### WORK TO DO:
(a) Decide whether each statement agrees with the court passage below on informant tips. Answer yes or no for each, and quote the deciding words of the passage.
(i) The caller in Williams provided her address.
(ii) The informant in Rutzinski drove on when the officer stopped the accused.
(iii) The informants in the two Wisconsin cases were anonymous.
(b) Pick up the court passage below on the reliability of informant tips and extend it from its final sentence.

### READING PASSAGE:
The Commonwealth’s reliance on cases from other jurisdictions to support its notion that the tip was reliable is equally unpersuasive. First, the informants in the two Wisconsin cases, State v. Williams, 241 Wis.2d 631, 623 N.W.2d 106 (2001), and State v. Rutzinski, 241 Wis.2d 729, 623 N.W.2d 516, 526 (2001), were not anonymous and were eyewitnesses. “[I]n stark contrast to Florida v. J.L., where nothing was known about the informant[,] ... the informant [in Williams] identified her location ... [as] 4261 North Teutonia.” 623 N.W.2d at 114. Indeed, the Supreme Court of Wisconsin noted that the informant “more than merely identified] her location, she repeatedly identified it as her home: ‘my house,’ ‘my apartment building,’ ‘our apartment.’ She also described the immediate surroundings: the alley, the parking lot on the side of her apartment building.” Id. Hence, the court concluded that “[e]ven though the caller did not identify herself, she did provide self-identifying information, that is, her address,” id., and she “made plain [by words and conduct] that she is an eyewitness.” Id. The court further noted that “[although the caller said that she did not Vant to get involved,’ by providing self-identifying information, she risked that her identity would *247be discovered. Consequently, the 9-1-1 caller put her anonymity at risk.” Id. For these reasons, the court agreed with the concurrence in J.L. that if “an informant places his [or her] anonymity at risk, a court can consider this factor in weighing the reliability of the tip.” Williams, 628 N.W.2d at 114.
Similarly, the Supreme Court of Wisconsin held that the informant in Rutzinski “exposed him or herself to being identified” by “indicat[ing] to the police prior to the stop that he or she was in the vehicle in front of [the accused’s] pickup.” 623 N.W.2d at 525. Based upon the informant’s call to the dispatcher, the investigating officer waited in the informant’s direction of travel and saw both vehicles pass his location. Id. at 519. The court concluded that because “the informant understood that the police could discover his or her identity by tracing the ... license plates or directing the vehicle to the side of the road ... [and the informant] knew that he or she potentially could be arrested if the tip proved to be fabricated ..., this threat of arrest could lead a reasonable police officer to conclude that the informant is being truthful.” Id. at 525-26. Furthermore, the record in Rutzinski established that the informant stopped when the officer stopped the accused, and the informant spoke with the officer’s supervisor. Id. at 519. In addition, the record in Rutzinski makes abundantly clear the informant was an eyewitness to the events.

Object location annotations
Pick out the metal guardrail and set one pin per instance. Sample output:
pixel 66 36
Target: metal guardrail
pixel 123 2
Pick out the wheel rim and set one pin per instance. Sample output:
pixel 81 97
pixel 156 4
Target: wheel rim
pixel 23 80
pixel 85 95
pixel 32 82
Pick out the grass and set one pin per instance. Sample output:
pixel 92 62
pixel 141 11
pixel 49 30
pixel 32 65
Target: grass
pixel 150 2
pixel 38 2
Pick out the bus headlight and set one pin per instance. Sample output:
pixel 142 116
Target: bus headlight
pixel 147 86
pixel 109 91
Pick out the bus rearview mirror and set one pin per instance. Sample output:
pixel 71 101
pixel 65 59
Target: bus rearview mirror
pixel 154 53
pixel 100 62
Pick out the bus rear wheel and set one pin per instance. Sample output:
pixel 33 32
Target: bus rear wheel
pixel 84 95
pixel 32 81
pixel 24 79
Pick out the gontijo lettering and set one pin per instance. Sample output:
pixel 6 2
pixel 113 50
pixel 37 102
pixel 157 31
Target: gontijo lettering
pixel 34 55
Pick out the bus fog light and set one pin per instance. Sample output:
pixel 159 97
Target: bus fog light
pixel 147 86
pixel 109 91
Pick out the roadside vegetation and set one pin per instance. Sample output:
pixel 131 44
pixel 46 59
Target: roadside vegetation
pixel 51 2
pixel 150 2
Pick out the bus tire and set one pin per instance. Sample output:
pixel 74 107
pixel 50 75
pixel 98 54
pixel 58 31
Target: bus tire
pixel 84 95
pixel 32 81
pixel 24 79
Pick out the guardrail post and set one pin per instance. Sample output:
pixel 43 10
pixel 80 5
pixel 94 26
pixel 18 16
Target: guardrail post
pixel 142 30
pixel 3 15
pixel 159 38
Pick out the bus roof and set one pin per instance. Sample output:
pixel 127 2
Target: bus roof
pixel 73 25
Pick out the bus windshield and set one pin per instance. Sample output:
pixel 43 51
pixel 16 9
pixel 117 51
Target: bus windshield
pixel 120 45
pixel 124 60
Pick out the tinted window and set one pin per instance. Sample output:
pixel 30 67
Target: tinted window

### SOLVED TASKS:
(a)
(i) Yes: "she did provide self-identifying information, that is, her address"
(ii) No: "the informant stopped when the officer stopped the accused"
(iii) No: "were not anonymous and were eyewitnesses"

(b)
In the present case, unlike the Wisconsin cases, the informant did not reveal his or her location or give information likely to disclose his identity. Thus, without the risk of potential arrest, the informant provided a tip precisely like the tip in J.L. — patently unreliable.
Second, as in Rutzinski, the courts in the three other jurisdictions the Commonwealth relies upon ruled that “in contrast to the report of an individual in possession of a gun, an anonymous report of an erratic or drunk driver on the highway presents a qualitatively different level of danger, and concomitantly greater urgency for prompt action.” State v. Boyea, 171 Vt. 401, 765 A.2d 862, 867 (2000). See also United *248States v. Wheat, 278 F.3d 722, 729 (8th Cir.2001) (same); State v. Walshire, 634 N.W.2d 625, 629 (Iowa 2001) (same). Thus, these cases present an issue of suspicion of drunken driving, which is not present in the case before us. In particular, Wheat identified the “qualitative” difference between reports of erratic driving and reports of gun possession as the opportunity for the police to “quietly observe the suspect ‘for a reasonable period of time without running the risk of death or injury with every passing moment.’” 278 F.3d at 729-30 (citation omitted). See also Boyea, 765 A.2d at 864 n. 2. Even assuming the validity of a distinction for anonymous reports of “drunk driving,” that circumstance is absent in the present case. Indeed, this absence of imminent danger in cases involving firearms is the precise reason the Supreme Court in J.L. refused to carve out a firearm exception. See 529 U.S. at 274, 120 S.Ct. at 1380-81. Cf. Boyea, 765 A.2d at 867 (holding that “a drunk driver[, contrary to someone possessing a gun,] is not at all unlike a ‘bomb’ ”). The Supreme Court of Vermont, therefore, was careful to recognize in the following passage that the United States Supreme Court left no room to quibble about the lack of a gun exception:
While acknowledging that guns are dangerous, the [United States Supreme] Court analogized the situation to one involving an anonymous tip concerning possession of narcotics. In either case the contraband could pose a potential public risk, but in neither is the danger particularly imminent. Thus, the Court rejected a rule that would have dispensed with the requirement of reliability “whenever and however” the information involved a gun. J.L., [529 U.S. at 274, 120 S.Ct. at 1380]. At the same time, however, the Court carefully limited its holding to the facts, declining to “speculate” about situations involving other types of dangers, such as a report of a person carrying a bomb. Id.
Boyea, 765 A.2d at 867.
In summary, I would hold that the United States Supreme Court has unanimously rejected the Commonwealth’s hypothesis that there exists an “imminent danger” exception for firearms, and the Court “demand[s]” an “indicia of reliability *249... for a report of a person carrying a firearm.” J.L., 529 U.S. at 274, 120 S.Ct. at 1380 (emphasis added). Because this case is clearly controlled by the Supreme Court’s decision in J.L., I would reverse the conviction. Therefore, I dissent.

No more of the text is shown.